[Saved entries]
============================================================

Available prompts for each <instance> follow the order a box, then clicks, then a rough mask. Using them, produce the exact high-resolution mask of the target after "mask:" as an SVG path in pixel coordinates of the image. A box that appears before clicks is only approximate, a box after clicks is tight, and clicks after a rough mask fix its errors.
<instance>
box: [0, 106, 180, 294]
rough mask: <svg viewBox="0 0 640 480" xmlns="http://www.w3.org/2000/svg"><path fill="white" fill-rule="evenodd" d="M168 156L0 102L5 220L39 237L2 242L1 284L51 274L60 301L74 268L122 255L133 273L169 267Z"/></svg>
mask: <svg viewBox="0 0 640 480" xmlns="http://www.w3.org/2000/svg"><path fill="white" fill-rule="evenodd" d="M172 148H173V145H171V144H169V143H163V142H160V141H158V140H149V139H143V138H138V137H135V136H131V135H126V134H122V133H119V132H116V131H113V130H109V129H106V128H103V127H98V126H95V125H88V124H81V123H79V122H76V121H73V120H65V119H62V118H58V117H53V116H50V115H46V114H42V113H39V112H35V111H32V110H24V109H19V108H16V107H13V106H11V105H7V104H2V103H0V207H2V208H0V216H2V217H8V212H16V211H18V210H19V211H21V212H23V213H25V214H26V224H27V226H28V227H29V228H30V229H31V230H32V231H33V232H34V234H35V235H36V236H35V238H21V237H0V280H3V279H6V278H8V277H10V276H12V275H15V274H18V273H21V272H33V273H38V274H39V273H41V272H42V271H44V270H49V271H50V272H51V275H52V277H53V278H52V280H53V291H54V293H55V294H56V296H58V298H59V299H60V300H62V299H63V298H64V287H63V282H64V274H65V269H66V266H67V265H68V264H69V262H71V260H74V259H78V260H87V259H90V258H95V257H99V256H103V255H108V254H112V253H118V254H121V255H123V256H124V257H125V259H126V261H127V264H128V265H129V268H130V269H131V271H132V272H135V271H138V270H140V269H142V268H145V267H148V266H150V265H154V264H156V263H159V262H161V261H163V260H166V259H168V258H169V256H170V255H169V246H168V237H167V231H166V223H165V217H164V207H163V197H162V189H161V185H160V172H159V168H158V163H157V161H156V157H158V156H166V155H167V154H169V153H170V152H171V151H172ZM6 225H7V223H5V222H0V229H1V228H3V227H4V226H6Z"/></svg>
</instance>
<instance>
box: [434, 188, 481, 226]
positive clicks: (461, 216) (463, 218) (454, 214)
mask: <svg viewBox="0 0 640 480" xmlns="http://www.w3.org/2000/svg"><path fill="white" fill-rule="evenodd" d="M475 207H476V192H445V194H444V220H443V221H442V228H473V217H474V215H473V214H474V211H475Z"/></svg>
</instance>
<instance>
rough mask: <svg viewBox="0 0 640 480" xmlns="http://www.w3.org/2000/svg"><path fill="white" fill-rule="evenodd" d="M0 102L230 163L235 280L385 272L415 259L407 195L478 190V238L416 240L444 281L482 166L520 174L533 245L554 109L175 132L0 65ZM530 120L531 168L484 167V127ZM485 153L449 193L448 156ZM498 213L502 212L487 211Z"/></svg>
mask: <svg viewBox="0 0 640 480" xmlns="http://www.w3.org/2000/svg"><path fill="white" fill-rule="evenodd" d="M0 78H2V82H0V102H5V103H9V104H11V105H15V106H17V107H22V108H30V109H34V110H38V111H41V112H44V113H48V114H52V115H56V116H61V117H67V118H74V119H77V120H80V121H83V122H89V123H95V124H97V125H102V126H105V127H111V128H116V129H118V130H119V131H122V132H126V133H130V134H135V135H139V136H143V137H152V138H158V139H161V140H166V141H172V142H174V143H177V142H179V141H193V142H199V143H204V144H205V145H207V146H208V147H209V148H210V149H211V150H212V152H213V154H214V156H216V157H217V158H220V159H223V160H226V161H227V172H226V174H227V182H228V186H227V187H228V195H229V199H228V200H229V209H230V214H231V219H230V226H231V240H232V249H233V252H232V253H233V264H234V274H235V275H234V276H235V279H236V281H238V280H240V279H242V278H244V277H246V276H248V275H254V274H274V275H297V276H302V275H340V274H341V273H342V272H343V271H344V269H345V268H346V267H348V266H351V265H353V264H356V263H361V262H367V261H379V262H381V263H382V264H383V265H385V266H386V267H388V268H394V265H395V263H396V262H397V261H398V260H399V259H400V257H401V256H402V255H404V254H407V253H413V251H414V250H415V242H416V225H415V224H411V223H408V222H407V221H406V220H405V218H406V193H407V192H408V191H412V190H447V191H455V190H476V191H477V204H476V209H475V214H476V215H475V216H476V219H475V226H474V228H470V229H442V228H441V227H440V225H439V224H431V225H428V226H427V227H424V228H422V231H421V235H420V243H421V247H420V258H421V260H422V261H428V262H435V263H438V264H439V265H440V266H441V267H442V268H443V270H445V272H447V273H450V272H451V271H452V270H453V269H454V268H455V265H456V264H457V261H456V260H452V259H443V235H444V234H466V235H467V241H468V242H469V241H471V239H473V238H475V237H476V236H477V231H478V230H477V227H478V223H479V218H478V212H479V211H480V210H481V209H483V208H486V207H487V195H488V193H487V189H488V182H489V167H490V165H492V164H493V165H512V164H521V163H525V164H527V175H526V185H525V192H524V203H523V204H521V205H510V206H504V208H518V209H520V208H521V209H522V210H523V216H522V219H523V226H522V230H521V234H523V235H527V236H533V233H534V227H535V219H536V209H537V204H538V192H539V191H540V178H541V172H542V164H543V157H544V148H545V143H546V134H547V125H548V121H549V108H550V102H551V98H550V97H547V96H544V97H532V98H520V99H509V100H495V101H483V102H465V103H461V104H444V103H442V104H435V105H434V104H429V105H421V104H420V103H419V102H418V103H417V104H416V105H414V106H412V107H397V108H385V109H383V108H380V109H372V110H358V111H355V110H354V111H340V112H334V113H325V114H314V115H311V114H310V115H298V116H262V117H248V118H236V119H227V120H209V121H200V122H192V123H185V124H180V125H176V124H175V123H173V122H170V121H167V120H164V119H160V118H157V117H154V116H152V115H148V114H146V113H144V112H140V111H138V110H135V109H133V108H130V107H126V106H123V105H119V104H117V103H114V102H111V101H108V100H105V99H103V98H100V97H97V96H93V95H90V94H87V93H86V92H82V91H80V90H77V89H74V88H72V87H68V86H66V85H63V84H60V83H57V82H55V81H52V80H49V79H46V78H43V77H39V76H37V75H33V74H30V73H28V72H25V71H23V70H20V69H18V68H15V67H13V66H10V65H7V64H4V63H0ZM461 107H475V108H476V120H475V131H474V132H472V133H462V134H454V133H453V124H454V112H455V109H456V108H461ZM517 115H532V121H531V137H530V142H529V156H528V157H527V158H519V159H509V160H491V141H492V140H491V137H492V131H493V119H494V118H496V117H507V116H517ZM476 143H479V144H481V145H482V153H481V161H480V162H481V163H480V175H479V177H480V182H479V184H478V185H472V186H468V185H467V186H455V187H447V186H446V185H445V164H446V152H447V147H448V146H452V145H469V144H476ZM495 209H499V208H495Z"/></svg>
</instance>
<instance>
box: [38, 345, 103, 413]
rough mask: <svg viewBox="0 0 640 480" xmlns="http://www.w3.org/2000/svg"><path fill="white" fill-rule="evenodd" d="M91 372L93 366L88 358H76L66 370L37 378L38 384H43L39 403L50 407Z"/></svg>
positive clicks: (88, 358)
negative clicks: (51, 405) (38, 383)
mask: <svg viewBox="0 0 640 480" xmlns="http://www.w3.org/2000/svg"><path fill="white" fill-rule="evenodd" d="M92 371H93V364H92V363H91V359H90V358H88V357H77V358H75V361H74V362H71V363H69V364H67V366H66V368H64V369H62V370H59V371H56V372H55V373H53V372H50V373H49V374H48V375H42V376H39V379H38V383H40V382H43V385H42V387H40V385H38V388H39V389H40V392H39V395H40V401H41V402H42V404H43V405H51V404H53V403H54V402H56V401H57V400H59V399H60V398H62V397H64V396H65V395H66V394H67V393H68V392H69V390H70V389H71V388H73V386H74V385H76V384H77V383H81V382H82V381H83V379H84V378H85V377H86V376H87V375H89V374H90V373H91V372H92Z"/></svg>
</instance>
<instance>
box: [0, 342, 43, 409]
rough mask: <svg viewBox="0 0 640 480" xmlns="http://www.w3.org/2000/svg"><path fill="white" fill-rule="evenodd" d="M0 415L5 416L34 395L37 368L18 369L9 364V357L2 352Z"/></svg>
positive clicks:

============================================================

→ **WHAT IS BEING ASKED**
Rewrite the stretch from the start of the entries through the line that contains "box: [0, 106, 180, 294]", putting "coarse mask" wherever "rough mask" appears and changing nothing else.

→ **RESULT**
Available prompts for each <instance> follow the order a box, then clicks, then a coarse mask. Using them, produce the exact high-resolution mask of the target after "mask:" as an SVG path in pixel coordinates of the image. A box that appears before clicks is only approximate, a box after clicks is tight, and clicks after a coarse mask fix its errors.
<instance>
box: [0, 106, 180, 294]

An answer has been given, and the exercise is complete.